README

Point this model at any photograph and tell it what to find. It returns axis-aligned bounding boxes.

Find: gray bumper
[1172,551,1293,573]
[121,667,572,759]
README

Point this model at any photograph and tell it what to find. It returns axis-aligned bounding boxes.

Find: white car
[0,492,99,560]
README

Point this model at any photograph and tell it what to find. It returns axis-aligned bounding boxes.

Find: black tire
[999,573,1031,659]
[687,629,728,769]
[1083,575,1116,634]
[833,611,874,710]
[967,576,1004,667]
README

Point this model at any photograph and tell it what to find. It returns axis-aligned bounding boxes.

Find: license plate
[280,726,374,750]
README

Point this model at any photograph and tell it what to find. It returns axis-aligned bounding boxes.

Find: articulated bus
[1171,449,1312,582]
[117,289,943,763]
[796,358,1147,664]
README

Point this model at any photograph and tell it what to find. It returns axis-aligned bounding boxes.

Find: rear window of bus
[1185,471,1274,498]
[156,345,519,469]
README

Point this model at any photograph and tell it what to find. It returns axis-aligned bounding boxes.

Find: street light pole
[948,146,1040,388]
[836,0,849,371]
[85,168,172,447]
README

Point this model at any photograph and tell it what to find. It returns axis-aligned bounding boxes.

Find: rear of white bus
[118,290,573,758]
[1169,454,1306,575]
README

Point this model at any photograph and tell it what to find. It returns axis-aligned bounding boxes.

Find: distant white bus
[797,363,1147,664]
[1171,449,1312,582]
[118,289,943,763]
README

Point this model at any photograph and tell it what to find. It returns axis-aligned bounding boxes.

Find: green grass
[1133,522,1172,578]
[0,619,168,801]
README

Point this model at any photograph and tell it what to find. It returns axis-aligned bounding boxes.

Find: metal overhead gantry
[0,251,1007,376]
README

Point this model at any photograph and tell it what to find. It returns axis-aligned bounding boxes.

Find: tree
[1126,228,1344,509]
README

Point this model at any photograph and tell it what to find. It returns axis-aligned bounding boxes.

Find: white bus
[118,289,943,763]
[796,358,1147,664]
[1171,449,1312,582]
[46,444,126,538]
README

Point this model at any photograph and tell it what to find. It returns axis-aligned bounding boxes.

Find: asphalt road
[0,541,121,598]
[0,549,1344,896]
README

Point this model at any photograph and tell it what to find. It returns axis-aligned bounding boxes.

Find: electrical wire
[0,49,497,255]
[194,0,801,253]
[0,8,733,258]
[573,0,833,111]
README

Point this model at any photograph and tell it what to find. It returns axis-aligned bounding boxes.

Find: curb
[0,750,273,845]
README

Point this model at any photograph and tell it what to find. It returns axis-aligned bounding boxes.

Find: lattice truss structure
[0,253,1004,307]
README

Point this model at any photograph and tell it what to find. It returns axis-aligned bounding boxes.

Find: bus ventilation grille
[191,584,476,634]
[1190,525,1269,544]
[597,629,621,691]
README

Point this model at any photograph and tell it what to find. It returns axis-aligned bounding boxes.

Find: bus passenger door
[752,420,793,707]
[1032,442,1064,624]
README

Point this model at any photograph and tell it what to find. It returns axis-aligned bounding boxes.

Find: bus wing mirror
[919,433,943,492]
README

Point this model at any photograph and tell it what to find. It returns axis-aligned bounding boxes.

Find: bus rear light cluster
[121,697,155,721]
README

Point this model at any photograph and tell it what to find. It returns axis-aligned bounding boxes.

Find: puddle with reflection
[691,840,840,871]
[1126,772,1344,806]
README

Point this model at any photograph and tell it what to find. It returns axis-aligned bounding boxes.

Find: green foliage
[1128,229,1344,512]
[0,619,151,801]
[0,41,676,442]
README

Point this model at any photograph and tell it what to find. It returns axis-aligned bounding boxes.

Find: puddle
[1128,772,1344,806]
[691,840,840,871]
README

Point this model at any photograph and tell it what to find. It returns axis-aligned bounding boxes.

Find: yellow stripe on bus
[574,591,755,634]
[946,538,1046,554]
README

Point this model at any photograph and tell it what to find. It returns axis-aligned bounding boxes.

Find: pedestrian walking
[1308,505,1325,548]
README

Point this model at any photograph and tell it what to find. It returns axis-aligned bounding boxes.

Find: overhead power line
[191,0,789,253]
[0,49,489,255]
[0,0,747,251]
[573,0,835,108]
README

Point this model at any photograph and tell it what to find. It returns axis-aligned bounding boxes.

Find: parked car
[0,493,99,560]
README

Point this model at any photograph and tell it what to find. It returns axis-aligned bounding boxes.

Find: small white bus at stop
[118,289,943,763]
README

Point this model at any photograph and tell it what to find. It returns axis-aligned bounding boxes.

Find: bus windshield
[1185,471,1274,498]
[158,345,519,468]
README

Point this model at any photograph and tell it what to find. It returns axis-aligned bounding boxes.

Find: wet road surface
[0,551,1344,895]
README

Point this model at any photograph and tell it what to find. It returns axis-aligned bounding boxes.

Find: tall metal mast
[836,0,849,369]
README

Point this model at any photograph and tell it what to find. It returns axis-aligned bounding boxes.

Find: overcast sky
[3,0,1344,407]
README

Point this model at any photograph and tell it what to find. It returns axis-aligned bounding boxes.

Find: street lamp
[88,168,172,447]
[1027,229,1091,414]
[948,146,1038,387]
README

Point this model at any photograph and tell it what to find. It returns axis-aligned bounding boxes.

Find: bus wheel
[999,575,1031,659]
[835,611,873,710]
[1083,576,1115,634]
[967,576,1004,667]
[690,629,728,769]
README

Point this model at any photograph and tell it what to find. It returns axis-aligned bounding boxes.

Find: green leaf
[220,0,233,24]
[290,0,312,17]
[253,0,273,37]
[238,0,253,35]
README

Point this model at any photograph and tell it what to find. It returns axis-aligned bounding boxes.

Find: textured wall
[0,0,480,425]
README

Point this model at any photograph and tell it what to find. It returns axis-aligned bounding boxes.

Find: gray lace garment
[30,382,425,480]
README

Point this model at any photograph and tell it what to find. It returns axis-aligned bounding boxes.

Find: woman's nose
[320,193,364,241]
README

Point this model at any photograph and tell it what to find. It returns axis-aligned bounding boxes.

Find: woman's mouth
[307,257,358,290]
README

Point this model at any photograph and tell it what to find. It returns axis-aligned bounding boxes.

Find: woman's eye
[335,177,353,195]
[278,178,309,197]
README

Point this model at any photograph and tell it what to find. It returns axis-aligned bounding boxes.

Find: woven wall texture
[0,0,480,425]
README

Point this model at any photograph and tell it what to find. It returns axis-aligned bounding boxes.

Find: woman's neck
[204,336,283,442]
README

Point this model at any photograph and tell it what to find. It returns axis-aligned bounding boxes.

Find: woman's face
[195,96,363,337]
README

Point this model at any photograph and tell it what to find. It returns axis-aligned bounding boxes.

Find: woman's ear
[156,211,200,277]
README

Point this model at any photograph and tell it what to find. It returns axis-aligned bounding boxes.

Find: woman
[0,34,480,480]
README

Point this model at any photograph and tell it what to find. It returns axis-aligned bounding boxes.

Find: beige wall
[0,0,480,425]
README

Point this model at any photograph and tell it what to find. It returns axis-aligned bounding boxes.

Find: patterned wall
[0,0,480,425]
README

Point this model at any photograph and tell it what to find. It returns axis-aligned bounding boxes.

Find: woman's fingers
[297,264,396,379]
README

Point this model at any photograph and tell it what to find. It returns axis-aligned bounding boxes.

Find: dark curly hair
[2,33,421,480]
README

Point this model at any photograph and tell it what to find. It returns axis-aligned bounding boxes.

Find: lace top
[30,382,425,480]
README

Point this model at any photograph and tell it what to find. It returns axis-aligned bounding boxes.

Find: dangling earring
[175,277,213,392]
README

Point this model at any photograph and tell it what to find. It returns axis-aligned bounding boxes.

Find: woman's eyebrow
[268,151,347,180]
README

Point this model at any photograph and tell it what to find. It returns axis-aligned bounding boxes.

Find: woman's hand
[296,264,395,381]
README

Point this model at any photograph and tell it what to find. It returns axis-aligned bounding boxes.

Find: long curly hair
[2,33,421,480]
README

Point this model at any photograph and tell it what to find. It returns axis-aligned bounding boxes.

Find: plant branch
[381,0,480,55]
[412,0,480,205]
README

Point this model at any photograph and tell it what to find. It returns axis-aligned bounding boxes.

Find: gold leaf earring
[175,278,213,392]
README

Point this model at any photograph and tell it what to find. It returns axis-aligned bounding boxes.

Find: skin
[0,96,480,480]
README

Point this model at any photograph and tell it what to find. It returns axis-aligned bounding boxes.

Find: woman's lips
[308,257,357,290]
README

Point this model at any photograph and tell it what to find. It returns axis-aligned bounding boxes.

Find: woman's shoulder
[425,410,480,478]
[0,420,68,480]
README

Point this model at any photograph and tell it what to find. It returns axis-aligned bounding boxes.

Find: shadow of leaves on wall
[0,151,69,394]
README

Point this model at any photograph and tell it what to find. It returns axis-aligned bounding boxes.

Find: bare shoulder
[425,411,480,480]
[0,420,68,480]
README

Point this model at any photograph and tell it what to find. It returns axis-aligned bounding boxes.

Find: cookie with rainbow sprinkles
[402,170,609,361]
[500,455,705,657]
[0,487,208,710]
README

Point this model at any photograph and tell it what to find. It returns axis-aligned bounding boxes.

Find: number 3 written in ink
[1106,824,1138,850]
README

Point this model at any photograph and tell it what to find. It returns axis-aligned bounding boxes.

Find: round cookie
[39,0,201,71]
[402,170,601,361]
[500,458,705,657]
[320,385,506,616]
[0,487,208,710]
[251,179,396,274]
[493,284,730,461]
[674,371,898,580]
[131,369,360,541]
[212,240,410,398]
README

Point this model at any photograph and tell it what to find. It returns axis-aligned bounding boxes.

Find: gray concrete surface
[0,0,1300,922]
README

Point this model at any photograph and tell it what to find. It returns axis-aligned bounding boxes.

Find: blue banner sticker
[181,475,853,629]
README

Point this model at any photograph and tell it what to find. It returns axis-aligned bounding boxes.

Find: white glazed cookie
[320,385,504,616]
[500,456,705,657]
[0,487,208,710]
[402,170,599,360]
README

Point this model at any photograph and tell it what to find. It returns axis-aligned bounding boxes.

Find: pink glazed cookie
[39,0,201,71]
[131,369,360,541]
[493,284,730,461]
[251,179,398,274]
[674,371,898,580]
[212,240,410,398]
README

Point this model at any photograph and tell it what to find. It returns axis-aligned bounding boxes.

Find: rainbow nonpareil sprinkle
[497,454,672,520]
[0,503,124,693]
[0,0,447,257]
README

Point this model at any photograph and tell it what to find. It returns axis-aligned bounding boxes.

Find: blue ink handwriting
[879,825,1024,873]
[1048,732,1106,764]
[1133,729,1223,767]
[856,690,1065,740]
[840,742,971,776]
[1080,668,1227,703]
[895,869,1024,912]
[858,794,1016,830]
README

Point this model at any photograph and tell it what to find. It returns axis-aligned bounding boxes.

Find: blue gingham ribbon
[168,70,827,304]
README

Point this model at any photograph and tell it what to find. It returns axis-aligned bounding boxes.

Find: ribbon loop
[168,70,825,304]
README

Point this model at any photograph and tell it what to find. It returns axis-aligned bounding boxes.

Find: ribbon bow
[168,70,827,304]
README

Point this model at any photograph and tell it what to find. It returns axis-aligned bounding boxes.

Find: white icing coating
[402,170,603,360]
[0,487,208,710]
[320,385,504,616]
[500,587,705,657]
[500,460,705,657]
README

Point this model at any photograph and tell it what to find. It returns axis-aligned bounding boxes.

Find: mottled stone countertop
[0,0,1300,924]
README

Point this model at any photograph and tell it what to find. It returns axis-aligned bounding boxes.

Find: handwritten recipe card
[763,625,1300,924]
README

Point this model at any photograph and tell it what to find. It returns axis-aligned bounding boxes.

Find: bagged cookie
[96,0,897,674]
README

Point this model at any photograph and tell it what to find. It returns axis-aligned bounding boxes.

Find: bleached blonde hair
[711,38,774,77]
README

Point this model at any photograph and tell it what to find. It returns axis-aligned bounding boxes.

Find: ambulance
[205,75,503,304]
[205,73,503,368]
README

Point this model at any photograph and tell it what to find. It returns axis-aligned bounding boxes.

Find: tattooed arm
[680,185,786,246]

####

*WRITTEN REQUEST:*
Please lay out everything from the start of the listing above down to the line containing "[121,667,572,759]", both included, as a Markdown table with the columns Index and Entry. Number each line and leave out blank lines.

*COMPLETE OUTPUT:*
| Index | Entry |
|---|---|
| 1 | README |
| 2 | Point this model at any photograph and tell it what to find. It returns axis-aligned bounding boxes. |
| 3 | Find: gray bumper |
| 4 | [1172,551,1293,573] |
| 5 | [121,667,572,759] |